Text provided.
-- Opening Marker --

In vivo investigation of spontaneous activity in the prehearing mammalian auditory system

Sound is detected by extremely sensitive sensory cells, called hair cells, located in the inner ear. Hair cells transduce acoustic information (e.g. frequency and intensity) and convert them into electrical signals that are sent to the brain via auditory nerve fibres. This allows us to communicate and enjoy music.

Our current knowledge of how hair cells in the cochlea operate derive from ex vivo experiments, since in vivo measurements with subcellular resolution from the intact mammalian cochlea have long been considered unfeasible. This has created a substantial barrier towards our understanding of how the cochlea develop and function, since ex vivo work cannot replicate its sophisticated anatomy, innervation and physiology.

-- Closing Marker --

Task set.
1 – In the passage on the prehearing auditory system, rewrite the paragraph beginning "Our current knowledge of how hair cells" as a shorter version that keeps its main facts.
2 – According to the passage on the prehearing auditory system, where are hair cells located?
3 – Pick up the passage on the prehearing auditory system right after its final sentence and keep writing it.

[Natural-language object grounding records]
-- Opening Marker --

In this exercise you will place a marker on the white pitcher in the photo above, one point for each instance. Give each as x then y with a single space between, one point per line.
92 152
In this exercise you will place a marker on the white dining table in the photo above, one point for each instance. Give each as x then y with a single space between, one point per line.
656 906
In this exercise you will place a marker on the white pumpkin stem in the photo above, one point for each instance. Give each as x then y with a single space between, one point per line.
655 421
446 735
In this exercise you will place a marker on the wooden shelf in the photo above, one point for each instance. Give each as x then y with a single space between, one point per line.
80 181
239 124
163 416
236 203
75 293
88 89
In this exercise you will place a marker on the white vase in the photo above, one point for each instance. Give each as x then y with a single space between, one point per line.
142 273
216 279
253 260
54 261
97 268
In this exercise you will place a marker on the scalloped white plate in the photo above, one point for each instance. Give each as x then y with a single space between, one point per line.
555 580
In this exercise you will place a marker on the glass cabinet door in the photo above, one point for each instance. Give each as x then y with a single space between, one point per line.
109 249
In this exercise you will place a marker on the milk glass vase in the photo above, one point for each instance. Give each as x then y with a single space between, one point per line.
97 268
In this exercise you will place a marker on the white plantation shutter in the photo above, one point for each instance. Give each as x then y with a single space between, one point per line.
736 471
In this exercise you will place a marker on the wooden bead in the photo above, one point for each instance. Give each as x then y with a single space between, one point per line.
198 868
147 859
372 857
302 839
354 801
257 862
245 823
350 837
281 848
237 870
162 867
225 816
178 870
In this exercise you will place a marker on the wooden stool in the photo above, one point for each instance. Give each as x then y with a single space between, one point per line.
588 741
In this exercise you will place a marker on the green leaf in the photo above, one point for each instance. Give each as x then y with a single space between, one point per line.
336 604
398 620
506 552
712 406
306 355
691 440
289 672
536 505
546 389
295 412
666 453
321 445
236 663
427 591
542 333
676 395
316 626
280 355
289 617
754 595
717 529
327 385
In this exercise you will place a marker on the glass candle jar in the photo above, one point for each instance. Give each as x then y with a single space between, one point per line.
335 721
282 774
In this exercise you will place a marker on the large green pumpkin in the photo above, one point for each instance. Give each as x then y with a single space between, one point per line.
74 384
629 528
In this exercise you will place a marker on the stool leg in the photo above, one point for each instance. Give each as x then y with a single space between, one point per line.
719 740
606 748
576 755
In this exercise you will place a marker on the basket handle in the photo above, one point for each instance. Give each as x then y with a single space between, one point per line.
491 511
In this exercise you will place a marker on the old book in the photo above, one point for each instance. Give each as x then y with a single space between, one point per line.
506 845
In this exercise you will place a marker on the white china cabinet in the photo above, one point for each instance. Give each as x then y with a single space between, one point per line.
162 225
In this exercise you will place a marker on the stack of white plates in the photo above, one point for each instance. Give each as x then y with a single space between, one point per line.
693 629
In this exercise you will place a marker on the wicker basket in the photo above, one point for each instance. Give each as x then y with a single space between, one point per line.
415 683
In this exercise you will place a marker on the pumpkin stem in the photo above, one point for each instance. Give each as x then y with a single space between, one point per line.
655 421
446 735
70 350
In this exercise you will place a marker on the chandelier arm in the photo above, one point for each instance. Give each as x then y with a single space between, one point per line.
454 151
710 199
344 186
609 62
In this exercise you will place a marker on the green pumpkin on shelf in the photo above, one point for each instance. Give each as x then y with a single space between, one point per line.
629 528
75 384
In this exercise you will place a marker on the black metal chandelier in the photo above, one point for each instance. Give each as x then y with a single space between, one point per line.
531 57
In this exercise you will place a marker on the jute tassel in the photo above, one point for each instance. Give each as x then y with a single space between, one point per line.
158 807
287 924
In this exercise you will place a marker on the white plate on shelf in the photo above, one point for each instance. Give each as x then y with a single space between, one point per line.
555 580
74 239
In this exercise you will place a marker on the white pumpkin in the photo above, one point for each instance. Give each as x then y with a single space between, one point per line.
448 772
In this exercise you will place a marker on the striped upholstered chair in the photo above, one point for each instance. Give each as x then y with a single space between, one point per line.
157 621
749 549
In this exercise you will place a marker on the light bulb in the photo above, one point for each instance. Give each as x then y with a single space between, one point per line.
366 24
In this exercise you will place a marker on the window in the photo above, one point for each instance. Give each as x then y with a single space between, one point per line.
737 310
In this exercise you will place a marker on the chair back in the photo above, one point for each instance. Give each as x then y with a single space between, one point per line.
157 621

-- Closing Marker --

Outputs in order.
1 – Most of what we know about cochlear hair cells comes from ex vivo experiments, because in vivo measurements at subcellular resolution in the intact mammalian cochlea were long thought impossible. Ex vivo work cannot reproduce the cochlea's complex anatomy, innervation and physiology, so this has greatly limited our understanding of how the cochlea develops and functions.

2 – In the inner ear.

3 –
The aim of this PhD project is to understand the mechanisms that modulate and pattern the spontaneous firing activity in the developing mammalian cochlea in vivo, and how these influence central auditory refinement. This proposal will require the student to perform state-of-the-art techniques that are well established in the lab, including in vivo 2-photon functional imaging and in vivo AAV-gene delivery, applied to transgenic mice. These experimental approaches, combined with large data analysis (MATLAB and/or Python), will allow the student to investigate functional changes in the developing cochlea by monitoring the activity of individual cells and synapses.